RECORD EXTRACTS:
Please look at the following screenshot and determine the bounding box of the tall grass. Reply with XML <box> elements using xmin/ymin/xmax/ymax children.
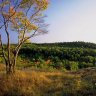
<box><xmin>0</xmin><ymin>64</ymin><xmax>96</xmax><ymax>96</ymax></box>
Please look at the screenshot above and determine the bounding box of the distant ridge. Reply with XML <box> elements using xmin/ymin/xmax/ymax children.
<box><xmin>34</xmin><ymin>41</ymin><xmax>96</xmax><ymax>49</ymax></box>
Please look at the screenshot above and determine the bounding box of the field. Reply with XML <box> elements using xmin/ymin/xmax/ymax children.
<box><xmin>0</xmin><ymin>64</ymin><xmax>96</xmax><ymax>96</ymax></box>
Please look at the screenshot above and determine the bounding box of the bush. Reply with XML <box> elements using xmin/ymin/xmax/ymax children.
<box><xmin>79</xmin><ymin>62</ymin><xmax>93</xmax><ymax>69</ymax></box>
<box><xmin>64</xmin><ymin>61</ymin><xmax>78</xmax><ymax>71</ymax></box>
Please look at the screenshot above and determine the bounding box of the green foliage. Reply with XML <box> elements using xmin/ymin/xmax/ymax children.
<box><xmin>0</xmin><ymin>57</ymin><xmax>3</xmax><ymax>63</ymax></box>
<box><xmin>62</xmin><ymin>60</ymin><xmax>78</xmax><ymax>71</ymax></box>
<box><xmin>1</xmin><ymin>42</ymin><xmax>96</xmax><ymax>70</ymax></box>
<box><xmin>38</xmin><ymin>41</ymin><xmax>96</xmax><ymax>49</ymax></box>
<box><xmin>17</xmin><ymin>42</ymin><xmax>96</xmax><ymax>70</ymax></box>
<box><xmin>79</xmin><ymin>62</ymin><xmax>93</xmax><ymax>69</ymax></box>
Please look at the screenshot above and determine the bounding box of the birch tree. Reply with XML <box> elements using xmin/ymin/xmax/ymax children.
<box><xmin>0</xmin><ymin>0</ymin><xmax>49</xmax><ymax>74</ymax></box>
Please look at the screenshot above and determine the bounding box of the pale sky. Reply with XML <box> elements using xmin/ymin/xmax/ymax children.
<box><xmin>31</xmin><ymin>0</ymin><xmax>96</xmax><ymax>43</ymax></box>
<box><xmin>1</xmin><ymin>0</ymin><xmax>96</xmax><ymax>43</ymax></box>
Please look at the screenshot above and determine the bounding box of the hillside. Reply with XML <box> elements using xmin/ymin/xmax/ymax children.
<box><xmin>36</xmin><ymin>41</ymin><xmax>96</xmax><ymax>49</ymax></box>
<box><xmin>16</xmin><ymin>42</ymin><xmax>96</xmax><ymax>70</ymax></box>
<box><xmin>1</xmin><ymin>41</ymin><xmax>96</xmax><ymax>71</ymax></box>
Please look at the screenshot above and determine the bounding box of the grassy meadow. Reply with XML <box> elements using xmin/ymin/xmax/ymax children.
<box><xmin>0</xmin><ymin>64</ymin><xmax>96</xmax><ymax>96</ymax></box>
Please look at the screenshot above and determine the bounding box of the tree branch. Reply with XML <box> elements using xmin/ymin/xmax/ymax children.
<box><xmin>0</xmin><ymin>0</ymin><xmax>21</xmax><ymax>31</ymax></box>
<box><xmin>29</xmin><ymin>8</ymin><xmax>41</xmax><ymax>21</ymax></box>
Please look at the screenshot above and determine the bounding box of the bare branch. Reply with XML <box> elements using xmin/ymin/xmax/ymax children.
<box><xmin>23</xmin><ymin>29</ymin><xmax>38</xmax><ymax>42</ymax></box>
<box><xmin>29</xmin><ymin>8</ymin><xmax>41</xmax><ymax>21</ymax></box>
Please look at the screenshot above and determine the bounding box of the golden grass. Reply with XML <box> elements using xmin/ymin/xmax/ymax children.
<box><xmin>0</xmin><ymin>64</ymin><xmax>5</xmax><ymax>71</ymax></box>
<box><xmin>0</xmin><ymin>64</ymin><xmax>96</xmax><ymax>96</ymax></box>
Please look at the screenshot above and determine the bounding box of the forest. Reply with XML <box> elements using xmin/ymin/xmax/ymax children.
<box><xmin>1</xmin><ymin>41</ymin><xmax>95</xmax><ymax>71</ymax></box>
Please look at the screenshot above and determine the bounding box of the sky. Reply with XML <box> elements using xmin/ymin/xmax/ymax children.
<box><xmin>31</xmin><ymin>0</ymin><xmax>96</xmax><ymax>43</ymax></box>
<box><xmin>1</xmin><ymin>0</ymin><xmax>96</xmax><ymax>43</ymax></box>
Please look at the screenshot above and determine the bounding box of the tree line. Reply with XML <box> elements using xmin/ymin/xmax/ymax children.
<box><xmin>18</xmin><ymin>42</ymin><xmax>96</xmax><ymax>70</ymax></box>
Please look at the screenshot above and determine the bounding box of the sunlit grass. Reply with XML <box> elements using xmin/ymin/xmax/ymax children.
<box><xmin>0</xmin><ymin>64</ymin><xmax>96</xmax><ymax>96</ymax></box>
<box><xmin>0</xmin><ymin>64</ymin><xmax>5</xmax><ymax>71</ymax></box>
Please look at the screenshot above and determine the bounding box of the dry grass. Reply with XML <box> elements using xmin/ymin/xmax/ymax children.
<box><xmin>0</xmin><ymin>64</ymin><xmax>96</xmax><ymax>96</ymax></box>
<box><xmin>0</xmin><ymin>64</ymin><xmax>5</xmax><ymax>71</ymax></box>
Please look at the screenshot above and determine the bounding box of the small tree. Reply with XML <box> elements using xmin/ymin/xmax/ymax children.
<box><xmin>0</xmin><ymin>0</ymin><xmax>49</xmax><ymax>74</ymax></box>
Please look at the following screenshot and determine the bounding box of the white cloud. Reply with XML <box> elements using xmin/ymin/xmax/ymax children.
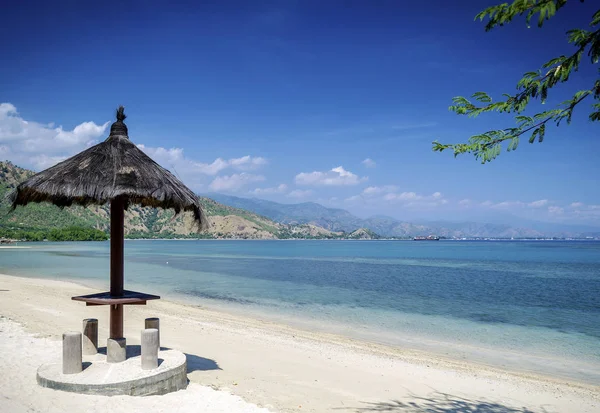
<box><xmin>249</xmin><ymin>184</ymin><xmax>288</xmax><ymax>195</ymax></box>
<box><xmin>355</xmin><ymin>186</ymin><xmax>443</xmax><ymax>206</ymax></box>
<box><xmin>458</xmin><ymin>199</ymin><xmax>472</xmax><ymax>206</ymax></box>
<box><xmin>494</xmin><ymin>201</ymin><xmax>526</xmax><ymax>209</ymax></box>
<box><xmin>548</xmin><ymin>206</ymin><xmax>564</xmax><ymax>215</ymax></box>
<box><xmin>295</xmin><ymin>166</ymin><xmax>367</xmax><ymax>186</ymax></box>
<box><xmin>387</xmin><ymin>191</ymin><xmax>447</xmax><ymax>208</ymax></box>
<box><xmin>381</xmin><ymin>191</ymin><xmax>444</xmax><ymax>204</ymax></box>
<box><xmin>135</xmin><ymin>145</ymin><xmax>268</xmax><ymax>190</ymax></box>
<box><xmin>287</xmin><ymin>189</ymin><xmax>313</xmax><ymax>199</ymax></box>
<box><xmin>0</xmin><ymin>102</ymin><xmax>109</xmax><ymax>170</ymax></box>
<box><xmin>479</xmin><ymin>200</ymin><xmax>548</xmax><ymax>210</ymax></box>
<box><xmin>209</xmin><ymin>173</ymin><xmax>265</xmax><ymax>192</ymax></box>
<box><xmin>346</xmin><ymin>186</ymin><xmax>446</xmax><ymax>209</ymax></box>
<box><xmin>470</xmin><ymin>199</ymin><xmax>600</xmax><ymax>224</ymax></box>
<box><xmin>29</xmin><ymin>155</ymin><xmax>71</xmax><ymax>170</ymax></box>
<box><xmin>563</xmin><ymin>202</ymin><xmax>600</xmax><ymax>222</ymax></box>
<box><xmin>361</xmin><ymin>158</ymin><xmax>376</xmax><ymax>168</ymax></box>
<box><xmin>528</xmin><ymin>199</ymin><xmax>549</xmax><ymax>208</ymax></box>
<box><xmin>480</xmin><ymin>199</ymin><xmax>550</xmax><ymax>210</ymax></box>
<box><xmin>0</xmin><ymin>103</ymin><xmax>15</xmax><ymax>117</ymax></box>
<box><xmin>138</xmin><ymin>145</ymin><xmax>267</xmax><ymax>176</ymax></box>
<box><xmin>362</xmin><ymin>185</ymin><xmax>398</xmax><ymax>195</ymax></box>
<box><xmin>383</xmin><ymin>192</ymin><xmax>420</xmax><ymax>202</ymax></box>
<box><xmin>137</xmin><ymin>145</ymin><xmax>184</xmax><ymax>165</ymax></box>
<box><xmin>229</xmin><ymin>155</ymin><xmax>268</xmax><ymax>170</ymax></box>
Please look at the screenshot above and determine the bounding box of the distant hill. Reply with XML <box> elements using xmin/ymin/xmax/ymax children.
<box><xmin>207</xmin><ymin>193</ymin><xmax>363</xmax><ymax>232</ymax></box>
<box><xmin>0</xmin><ymin>161</ymin><xmax>348</xmax><ymax>240</ymax></box>
<box><xmin>206</xmin><ymin>193</ymin><xmax>600</xmax><ymax>239</ymax></box>
<box><xmin>347</xmin><ymin>228</ymin><xmax>380</xmax><ymax>240</ymax></box>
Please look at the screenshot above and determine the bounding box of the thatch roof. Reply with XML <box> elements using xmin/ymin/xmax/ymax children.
<box><xmin>10</xmin><ymin>107</ymin><xmax>207</xmax><ymax>231</ymax></box>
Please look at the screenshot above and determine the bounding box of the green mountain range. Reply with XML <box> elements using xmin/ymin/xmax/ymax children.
<box><xmin>0</xmin><ymin>161</ymin><xmax>376</xmax><ymax>240</ymax></box>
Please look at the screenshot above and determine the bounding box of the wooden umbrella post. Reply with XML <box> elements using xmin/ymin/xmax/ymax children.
<box><xmin>73</xmin><ymin>192</ymin><xmax>159</xmax><ymax>361</ymax></box>
<box><xmin>72</xmin><ymin>194</ymin><xmax>160</xmax><ymax>363</ymax></box>
<box><xmin>110</xmin><ymin>197</ymin><xmax>125</xmax><ymax>339</ymax></box>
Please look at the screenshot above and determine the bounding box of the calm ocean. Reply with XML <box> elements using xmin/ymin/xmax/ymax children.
<box><xmin>1</xmin><ymin>240</ymin><xmax>599</xmax><ymax>384</ymax></box>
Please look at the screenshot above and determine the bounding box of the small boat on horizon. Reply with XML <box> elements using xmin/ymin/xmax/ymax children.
<box><xmin>413</xmin><ymin>235</ymin><xmax>440</xmax><ymax>241</ymax></box>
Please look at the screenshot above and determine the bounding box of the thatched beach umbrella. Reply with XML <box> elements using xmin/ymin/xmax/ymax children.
<box><xmin>10</xmin><ymin>107</ymin><xmax>207</xmax><ymax>355</ymax></box>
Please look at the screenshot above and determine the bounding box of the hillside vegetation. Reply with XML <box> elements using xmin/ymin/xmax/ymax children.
<box><xmin>0</xmin><ymin>161</ymin><xmax>373</xmax><ymax>240</ymax></box>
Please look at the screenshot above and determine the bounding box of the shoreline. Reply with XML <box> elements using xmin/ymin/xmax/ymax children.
<box><xmin>3</xmin><ymin>270</ymin><xmax>600</xmax><ymax>389</ymax></box>
<box><xmin>159</xmin><ymin>288</ymin><xmax>600</xmax><ymax>387</ymax></box>
<box><xmin>13</xmin><ymin>259</ymin><xmax>598</xmax><ymax>388</ymax></box>
<box><xmin>1</xmin><ymin>272</ymin><xmax>598</xmax><ymax>412</ymax></box>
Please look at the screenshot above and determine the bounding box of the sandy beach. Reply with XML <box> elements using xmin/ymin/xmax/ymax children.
<box><xmin>0</xmin><ymin>273</ymin><xmax>598</xmax><ymax>413</ymax></box>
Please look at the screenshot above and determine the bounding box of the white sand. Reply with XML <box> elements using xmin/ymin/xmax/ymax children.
<box><xmin>0</xmin><ymin>318</ymin><xmax>270</xmax><ymax>413</ymax></box>
<box><xmin>0</xmin><ymin>273</ymin><xmax>598</xmax><ymax>413</ymax></box>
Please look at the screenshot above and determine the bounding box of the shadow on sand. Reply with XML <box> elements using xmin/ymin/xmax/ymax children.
<box><xmin>185</xmin><ymin>353</ymin><xmax>221</xmax><ymax>372</ymax></box>
<box><xmin>96</xmin><ymin>345</ymin><xmax>220</xmax><ymax>373</ymax></box>
<box><xmin>343</xmin><ymin>391</ymin><xmax>545</xmax><ymax>413</ymax></box>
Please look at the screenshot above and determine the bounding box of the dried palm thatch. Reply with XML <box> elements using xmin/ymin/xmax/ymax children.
<box><xmin>10</xmin><ymin>106</ymin><xmax>207</xmax><ymax>231</ymax></box>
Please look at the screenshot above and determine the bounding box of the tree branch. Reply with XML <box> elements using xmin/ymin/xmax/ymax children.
<box><xmin>433</xmin><ymin>87</ymin><xmax>594</xmax><ymax>162</ymax></box>
<box><xmin>433</xmin><ymin>0</ymin><xmax>599</xmax><ymax>163</ymax></box>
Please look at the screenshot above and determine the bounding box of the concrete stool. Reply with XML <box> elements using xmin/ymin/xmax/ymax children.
<box><xmin>141</xmin><ymin>328</ymin><xmax>159</xmax><ymax>370</ymax></box>
<box><xmin>82</xmin><ymin>318</ymin><xmax>98</xmax><ymax>355</ymax></box>
<box><xmin>145</xmin><ymin>317</ymin><xmax>160</xmax><ymax>348</ymax></box>
<box><xmin>62</xmin><ymin>332</ymin><xmax>82</xmax><ymax>374</ymax></box>
<box><xmin>107</xmin><ymin>338</ymin><xmax>126</xmax><ymax>363</ymax></box>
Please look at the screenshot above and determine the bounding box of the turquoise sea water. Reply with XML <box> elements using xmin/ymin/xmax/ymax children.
<box><xmin>1</xmin><ymin>240</ymin><xmax>599</xmax><ymax>384</ymax></box>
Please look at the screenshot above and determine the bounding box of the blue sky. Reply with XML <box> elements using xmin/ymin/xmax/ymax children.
<box><xmin>1</xmin><ymin>0</ymin><xmax>598</xmax><ymax>226</ymax></box>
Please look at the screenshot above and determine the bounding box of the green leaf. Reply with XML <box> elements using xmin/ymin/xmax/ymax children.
<box><xmin>540</xmin><ymin>85</ymin><xmax>548</xmax><ymax>104</ymax></box>
<box><xmin>529</xmin><ymin>128</ymin><xmax>539</xmax><ymax>144</ymax></box>
<box><xmin>572</xmin><ymin>90</ymin><xmax>592</xmax><ymax>102</ymax></box>
<box><xmin>567</xmin><ymin>29</ymin><xmax>591</xmax><ymax>45</ymax></box>
<box><xmin>451</xmin><ymin>96</ymin><xmax>471</xmax><ymax>105</ymax></box>
<box><xmin>542</xmin><ymin>56</ymin><xmax>566</xmax><ymax>69</ymax></box>
<box><xmin>592</xmin><ymin>10</ymin><xmax>600</xmax><ymax>26</ymax></box>
<box><xmin>590</xmin><ymin>103</ymin><xmax>600</xmax><ymax>121</ymax></box>
<box><xmin>472</xmin><ymin>91</ymin><xmax>493</xmax><ymax>103</ymax></box>
<box><xmin>515</xmin><ymin>115</ymin><xmax>534</xmax><ymax>126</ymax></box>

WORK TASK:
Extract, exactly, the lines above that begin at the line containing "the green leaf." and end at the final line of the records; add no other text.

OUTPUT FOR THIS EXERCISE:
Please look at the screenshot above and determine the bounding box of the green leaf. Reply with XML <box> elements using xmin/ymin/xmax/ymax children.
<box><xmin>540</xmin><ymin>85</ymin><xmax>548</xmax><ymax>104</ymax></box>
<box><xmin>529</xmin><ymin>128</ymin><xmax>539</xmax><ymax>144</ymax></box>
<box><xmin>572</xmin><ymin>90</ymin><xmax>592</xmax><ymax>102</ymax></box>
<box><xmin>567</xmin><ymin>29</ymin><xmax>591</xmax><ymax>45</ymax></box>
<box><xmin>451</xmin><ymin>96</ymin><xmax>471</xmax><ymax>105</ymax></box>
<box><xmin>542</xmin><ymin>56</ymin><xmax>566</xmax><ymax>69</ymax></box>
<box><xmin>592</xmin><ymin>10</ymin><xmax>600</xmax><ymax>26</ymax></box>
<box><xmin>590</xmin><ymin>103</ymin><xmax>600</xmax><ymax>121</ymax></box>
<box><xmin>472</xmin><ymin>91</ymin><xmax>493</xmax><ymax>103</ymax></box>
<box><xmin>515</xmin><ymin>115</ymin><xmax>534</xmax><ymax>126</ymax></box>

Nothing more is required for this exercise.